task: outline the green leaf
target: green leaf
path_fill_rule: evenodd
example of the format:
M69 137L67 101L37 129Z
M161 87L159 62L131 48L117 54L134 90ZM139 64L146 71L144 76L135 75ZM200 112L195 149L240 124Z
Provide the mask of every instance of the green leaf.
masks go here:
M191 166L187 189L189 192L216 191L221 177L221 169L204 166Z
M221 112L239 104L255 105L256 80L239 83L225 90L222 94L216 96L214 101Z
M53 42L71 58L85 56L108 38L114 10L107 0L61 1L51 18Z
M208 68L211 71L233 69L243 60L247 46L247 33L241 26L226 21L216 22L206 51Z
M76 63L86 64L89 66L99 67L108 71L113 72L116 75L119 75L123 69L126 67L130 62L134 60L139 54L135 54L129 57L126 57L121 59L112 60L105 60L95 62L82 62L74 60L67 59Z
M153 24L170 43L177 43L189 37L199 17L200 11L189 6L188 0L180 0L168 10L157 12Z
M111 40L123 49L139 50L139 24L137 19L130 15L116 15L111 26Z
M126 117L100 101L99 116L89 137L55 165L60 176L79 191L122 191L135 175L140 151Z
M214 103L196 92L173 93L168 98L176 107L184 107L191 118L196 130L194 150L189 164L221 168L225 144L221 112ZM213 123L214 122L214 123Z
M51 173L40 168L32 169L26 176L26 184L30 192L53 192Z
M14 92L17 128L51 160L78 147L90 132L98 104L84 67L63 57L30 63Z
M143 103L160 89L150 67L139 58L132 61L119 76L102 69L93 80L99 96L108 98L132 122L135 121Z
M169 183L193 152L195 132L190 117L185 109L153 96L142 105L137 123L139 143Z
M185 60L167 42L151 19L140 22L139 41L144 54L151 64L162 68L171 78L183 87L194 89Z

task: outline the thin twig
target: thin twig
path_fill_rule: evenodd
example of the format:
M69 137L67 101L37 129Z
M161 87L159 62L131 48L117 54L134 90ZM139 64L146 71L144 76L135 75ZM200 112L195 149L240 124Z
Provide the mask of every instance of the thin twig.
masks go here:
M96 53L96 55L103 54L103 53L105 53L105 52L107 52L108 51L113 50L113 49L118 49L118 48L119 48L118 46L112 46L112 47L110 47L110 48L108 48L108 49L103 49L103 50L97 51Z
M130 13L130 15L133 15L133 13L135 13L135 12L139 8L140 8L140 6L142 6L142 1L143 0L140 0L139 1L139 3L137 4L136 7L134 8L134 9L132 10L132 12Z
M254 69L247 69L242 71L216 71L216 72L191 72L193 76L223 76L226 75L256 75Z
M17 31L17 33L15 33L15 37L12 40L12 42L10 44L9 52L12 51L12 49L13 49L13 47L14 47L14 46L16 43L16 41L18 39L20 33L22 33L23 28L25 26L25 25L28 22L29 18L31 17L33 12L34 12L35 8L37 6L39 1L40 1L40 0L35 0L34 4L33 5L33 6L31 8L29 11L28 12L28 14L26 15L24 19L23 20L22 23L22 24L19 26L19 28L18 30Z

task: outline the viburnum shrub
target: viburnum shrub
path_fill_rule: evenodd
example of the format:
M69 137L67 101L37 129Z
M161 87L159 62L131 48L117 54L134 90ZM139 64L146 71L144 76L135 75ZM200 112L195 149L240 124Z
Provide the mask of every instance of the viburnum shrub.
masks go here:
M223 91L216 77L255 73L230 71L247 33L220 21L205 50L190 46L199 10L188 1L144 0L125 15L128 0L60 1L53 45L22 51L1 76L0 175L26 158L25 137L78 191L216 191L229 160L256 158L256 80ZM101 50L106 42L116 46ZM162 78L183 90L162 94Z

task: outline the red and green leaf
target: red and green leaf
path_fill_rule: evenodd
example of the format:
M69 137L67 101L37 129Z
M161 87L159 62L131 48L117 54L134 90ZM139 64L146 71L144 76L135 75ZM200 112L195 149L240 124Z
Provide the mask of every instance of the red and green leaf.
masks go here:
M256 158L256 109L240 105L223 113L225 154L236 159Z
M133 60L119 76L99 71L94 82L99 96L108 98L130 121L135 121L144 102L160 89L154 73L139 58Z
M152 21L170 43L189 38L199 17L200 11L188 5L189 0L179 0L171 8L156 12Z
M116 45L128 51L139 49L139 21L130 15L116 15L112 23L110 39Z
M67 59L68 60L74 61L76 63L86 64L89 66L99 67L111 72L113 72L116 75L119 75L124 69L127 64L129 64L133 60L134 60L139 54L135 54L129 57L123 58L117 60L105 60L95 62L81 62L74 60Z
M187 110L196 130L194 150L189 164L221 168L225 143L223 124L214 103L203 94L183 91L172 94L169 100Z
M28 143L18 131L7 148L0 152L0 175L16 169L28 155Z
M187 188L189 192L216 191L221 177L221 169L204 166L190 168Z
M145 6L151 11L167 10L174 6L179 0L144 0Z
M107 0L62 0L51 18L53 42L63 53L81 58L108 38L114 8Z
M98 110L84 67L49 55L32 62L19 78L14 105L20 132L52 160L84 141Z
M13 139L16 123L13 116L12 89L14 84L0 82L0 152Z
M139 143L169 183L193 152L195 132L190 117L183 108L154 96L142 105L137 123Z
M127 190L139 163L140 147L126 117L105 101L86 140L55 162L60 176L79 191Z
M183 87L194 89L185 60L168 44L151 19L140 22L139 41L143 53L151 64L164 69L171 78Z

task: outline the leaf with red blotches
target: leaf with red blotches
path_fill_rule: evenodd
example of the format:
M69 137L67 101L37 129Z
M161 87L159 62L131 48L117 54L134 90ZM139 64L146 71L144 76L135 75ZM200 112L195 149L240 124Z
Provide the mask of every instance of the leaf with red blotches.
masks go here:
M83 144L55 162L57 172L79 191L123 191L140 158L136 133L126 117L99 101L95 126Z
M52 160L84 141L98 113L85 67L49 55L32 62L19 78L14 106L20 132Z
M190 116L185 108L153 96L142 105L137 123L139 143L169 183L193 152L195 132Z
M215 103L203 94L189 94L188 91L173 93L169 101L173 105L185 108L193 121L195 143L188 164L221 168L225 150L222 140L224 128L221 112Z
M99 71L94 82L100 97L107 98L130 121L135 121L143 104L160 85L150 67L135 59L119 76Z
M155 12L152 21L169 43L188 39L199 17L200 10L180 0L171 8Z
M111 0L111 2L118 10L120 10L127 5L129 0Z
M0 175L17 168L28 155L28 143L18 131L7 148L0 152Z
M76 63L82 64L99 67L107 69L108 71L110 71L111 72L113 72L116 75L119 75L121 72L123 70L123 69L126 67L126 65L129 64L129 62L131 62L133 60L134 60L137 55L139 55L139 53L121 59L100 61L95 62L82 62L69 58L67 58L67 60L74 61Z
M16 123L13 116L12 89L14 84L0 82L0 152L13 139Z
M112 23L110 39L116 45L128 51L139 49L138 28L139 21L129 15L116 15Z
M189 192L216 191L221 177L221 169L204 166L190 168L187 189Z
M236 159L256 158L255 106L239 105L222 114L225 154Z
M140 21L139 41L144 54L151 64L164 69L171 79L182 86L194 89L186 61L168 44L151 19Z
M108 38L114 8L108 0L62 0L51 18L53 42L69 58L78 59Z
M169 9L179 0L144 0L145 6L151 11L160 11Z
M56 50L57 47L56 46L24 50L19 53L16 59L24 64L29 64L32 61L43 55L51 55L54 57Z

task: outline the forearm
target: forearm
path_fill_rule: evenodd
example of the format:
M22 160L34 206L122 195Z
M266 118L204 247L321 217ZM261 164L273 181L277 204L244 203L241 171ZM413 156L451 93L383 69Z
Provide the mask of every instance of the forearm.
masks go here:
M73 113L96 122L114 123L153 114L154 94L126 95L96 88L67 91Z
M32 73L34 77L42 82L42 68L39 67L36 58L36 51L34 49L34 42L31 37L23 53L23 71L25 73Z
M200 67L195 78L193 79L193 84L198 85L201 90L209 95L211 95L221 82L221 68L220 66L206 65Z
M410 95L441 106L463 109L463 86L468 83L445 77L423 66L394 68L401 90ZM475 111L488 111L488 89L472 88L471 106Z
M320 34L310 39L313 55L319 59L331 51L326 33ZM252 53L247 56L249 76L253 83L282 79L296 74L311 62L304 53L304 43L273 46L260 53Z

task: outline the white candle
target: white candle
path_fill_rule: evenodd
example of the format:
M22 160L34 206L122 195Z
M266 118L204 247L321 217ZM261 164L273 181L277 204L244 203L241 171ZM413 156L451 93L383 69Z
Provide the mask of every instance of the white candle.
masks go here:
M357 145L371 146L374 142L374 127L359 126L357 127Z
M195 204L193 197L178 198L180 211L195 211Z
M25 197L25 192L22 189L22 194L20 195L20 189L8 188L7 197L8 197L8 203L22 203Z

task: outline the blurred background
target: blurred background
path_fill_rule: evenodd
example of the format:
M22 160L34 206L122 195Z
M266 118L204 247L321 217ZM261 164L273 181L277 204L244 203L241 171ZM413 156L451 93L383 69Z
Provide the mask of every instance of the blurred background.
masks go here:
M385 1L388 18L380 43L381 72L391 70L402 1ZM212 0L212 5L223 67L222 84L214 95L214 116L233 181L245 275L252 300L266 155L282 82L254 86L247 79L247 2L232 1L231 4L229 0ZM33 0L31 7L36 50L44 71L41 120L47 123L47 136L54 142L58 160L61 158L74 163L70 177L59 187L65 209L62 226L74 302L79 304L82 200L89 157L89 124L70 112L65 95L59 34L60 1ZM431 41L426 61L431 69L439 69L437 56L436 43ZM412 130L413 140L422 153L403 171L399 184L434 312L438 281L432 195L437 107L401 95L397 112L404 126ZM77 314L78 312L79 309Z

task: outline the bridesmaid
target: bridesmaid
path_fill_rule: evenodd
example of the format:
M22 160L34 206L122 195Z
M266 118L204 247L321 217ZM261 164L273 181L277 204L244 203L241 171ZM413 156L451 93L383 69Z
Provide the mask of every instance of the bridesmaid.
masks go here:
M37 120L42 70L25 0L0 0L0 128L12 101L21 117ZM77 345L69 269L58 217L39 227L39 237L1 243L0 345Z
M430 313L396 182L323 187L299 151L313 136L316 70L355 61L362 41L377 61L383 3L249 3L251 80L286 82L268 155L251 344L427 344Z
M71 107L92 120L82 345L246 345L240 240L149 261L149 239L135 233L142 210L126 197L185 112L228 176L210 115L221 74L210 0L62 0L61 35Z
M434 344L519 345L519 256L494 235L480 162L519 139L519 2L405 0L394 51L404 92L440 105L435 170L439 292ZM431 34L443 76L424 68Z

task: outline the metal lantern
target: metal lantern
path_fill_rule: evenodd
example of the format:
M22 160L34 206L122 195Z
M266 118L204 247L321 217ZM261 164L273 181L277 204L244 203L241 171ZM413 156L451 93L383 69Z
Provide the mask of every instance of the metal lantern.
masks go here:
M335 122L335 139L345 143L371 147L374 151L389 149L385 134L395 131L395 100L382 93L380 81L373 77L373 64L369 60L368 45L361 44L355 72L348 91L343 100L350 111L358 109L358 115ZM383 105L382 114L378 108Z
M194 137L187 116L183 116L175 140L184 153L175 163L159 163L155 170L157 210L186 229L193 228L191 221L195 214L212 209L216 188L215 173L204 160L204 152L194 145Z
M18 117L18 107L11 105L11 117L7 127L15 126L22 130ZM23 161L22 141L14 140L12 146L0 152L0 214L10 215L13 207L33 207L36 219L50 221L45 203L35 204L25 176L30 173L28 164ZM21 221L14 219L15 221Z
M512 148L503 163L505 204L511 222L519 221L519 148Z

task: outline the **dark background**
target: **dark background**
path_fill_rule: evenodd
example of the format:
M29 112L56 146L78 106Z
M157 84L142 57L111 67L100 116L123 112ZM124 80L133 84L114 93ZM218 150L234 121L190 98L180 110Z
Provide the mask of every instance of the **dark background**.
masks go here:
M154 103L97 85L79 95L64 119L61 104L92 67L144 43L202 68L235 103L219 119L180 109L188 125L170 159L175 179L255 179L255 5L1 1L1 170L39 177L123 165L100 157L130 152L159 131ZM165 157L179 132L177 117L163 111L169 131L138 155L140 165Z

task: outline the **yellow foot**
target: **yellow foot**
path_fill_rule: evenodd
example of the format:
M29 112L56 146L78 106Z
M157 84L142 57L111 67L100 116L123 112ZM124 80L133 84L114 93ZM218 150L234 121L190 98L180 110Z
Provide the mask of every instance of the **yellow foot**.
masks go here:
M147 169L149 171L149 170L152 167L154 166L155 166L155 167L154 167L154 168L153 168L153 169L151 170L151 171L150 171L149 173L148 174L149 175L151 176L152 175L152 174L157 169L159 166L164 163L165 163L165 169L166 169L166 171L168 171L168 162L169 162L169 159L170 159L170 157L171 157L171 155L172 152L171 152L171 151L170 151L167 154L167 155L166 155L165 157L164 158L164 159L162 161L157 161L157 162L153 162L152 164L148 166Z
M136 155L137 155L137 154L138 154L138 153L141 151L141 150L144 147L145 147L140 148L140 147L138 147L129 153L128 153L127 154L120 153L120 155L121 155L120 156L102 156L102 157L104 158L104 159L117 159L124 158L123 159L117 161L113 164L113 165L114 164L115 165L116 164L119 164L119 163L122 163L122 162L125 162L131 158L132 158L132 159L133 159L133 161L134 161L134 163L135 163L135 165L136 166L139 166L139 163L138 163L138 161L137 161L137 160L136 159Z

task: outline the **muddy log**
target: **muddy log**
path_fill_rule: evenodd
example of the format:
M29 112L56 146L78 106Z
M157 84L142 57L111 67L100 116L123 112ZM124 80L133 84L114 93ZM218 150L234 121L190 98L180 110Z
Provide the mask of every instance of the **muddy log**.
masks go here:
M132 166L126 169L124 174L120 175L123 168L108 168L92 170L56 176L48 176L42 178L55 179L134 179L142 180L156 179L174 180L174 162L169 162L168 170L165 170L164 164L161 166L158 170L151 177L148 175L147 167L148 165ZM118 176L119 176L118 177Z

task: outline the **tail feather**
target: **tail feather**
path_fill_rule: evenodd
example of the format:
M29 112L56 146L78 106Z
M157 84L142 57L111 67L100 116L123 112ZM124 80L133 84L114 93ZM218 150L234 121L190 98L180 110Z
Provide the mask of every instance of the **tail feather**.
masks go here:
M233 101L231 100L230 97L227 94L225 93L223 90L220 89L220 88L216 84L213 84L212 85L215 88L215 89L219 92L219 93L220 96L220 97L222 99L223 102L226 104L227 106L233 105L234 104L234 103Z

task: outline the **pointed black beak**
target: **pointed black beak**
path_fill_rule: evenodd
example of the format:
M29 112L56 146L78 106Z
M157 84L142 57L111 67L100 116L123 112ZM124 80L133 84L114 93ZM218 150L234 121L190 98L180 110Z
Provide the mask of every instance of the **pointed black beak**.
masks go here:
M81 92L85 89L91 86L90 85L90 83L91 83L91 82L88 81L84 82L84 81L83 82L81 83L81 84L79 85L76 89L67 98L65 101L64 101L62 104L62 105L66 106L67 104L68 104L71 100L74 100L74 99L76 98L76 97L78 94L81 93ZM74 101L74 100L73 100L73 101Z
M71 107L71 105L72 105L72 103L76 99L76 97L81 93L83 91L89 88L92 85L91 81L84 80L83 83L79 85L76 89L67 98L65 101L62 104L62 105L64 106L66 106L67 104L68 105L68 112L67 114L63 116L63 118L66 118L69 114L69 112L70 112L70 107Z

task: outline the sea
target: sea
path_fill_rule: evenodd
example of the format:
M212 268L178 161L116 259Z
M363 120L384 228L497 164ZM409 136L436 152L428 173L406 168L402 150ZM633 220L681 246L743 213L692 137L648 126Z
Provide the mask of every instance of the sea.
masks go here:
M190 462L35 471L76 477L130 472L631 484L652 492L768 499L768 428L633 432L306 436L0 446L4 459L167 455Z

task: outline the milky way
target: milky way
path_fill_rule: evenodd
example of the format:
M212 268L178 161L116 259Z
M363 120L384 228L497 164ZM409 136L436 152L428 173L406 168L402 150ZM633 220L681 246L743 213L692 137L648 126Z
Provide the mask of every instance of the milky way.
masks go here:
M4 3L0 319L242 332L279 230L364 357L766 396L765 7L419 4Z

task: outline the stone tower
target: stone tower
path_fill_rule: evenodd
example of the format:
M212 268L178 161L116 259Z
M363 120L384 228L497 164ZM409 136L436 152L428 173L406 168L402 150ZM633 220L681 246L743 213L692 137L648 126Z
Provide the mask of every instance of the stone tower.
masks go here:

****

◆ Problem description: Copy out the rows from the line containing "task: outline the metal lantern" through the line containing "M154 103L97 85L79", inclusive, reproducing each one exactly.

◆ Right answer:
task: outline the metal lantern
target: metal lantern
path_fill_rule: evenodd
example of the format:
M22 160L34 206L122 195Z
M266 118L204 247L321 217ZM261 164L273 181L277 204L244 203L241 171ZM413 156L451 93L383 69Z
Provide the mask of every instance of the metal lantern.
masks go here:
M335 122L335 139L345 143L371 147L374 151L389 149L385 134L395 131L395 100L382 93L380 81L373 77L373 64L369 60L368 45L361 44L355 72L348 91L343 100L350 111L358 109L358 115ZM383 105L382 114L378 108Z
M194 137L187 116L183 116L175 140L184 153L175 163L159 163L155 170L157 210L186 229L193 228L191 221L195 214L212 209L216 188L215 173L204 160L204 152L194 145Z
M18 117L18 107L11 105L11 117L7 127L15 126L22 130ZM23 161L22 141L14 140L12 146L0 152L0 214L10 215L13 207L33 207L36 219L50 221L45 203L35 204L25 176L30 173L28 164ZM21 221L14 219L15 221Z
M512 148L503 163L505 204L511 222L519 221L519 148Z

task: outline the **dark background**
target: **dark background**
path_fill_rule: evenodd
example of the format:
M29 112L56 146L78 106Z
M157 84L142 57L111 67L100 116L123 112ZM124 80L133 84L114 93ZM218 150L234 121L190 98L180 110Z
Provide the mask of every instance of the **dark background**.
masks go here:
M154 103L97 85L79 95L64 119L61 104L92 67L144 43L202 68L235 103L219 119L180 109L188 125L170 159L175 179L255 179L255 5L1 1L1 170L39 177L123 165L100 157L130 152L159 131ZM165 157L179 132L177 117L163 111L169 131L138 155L140 165Z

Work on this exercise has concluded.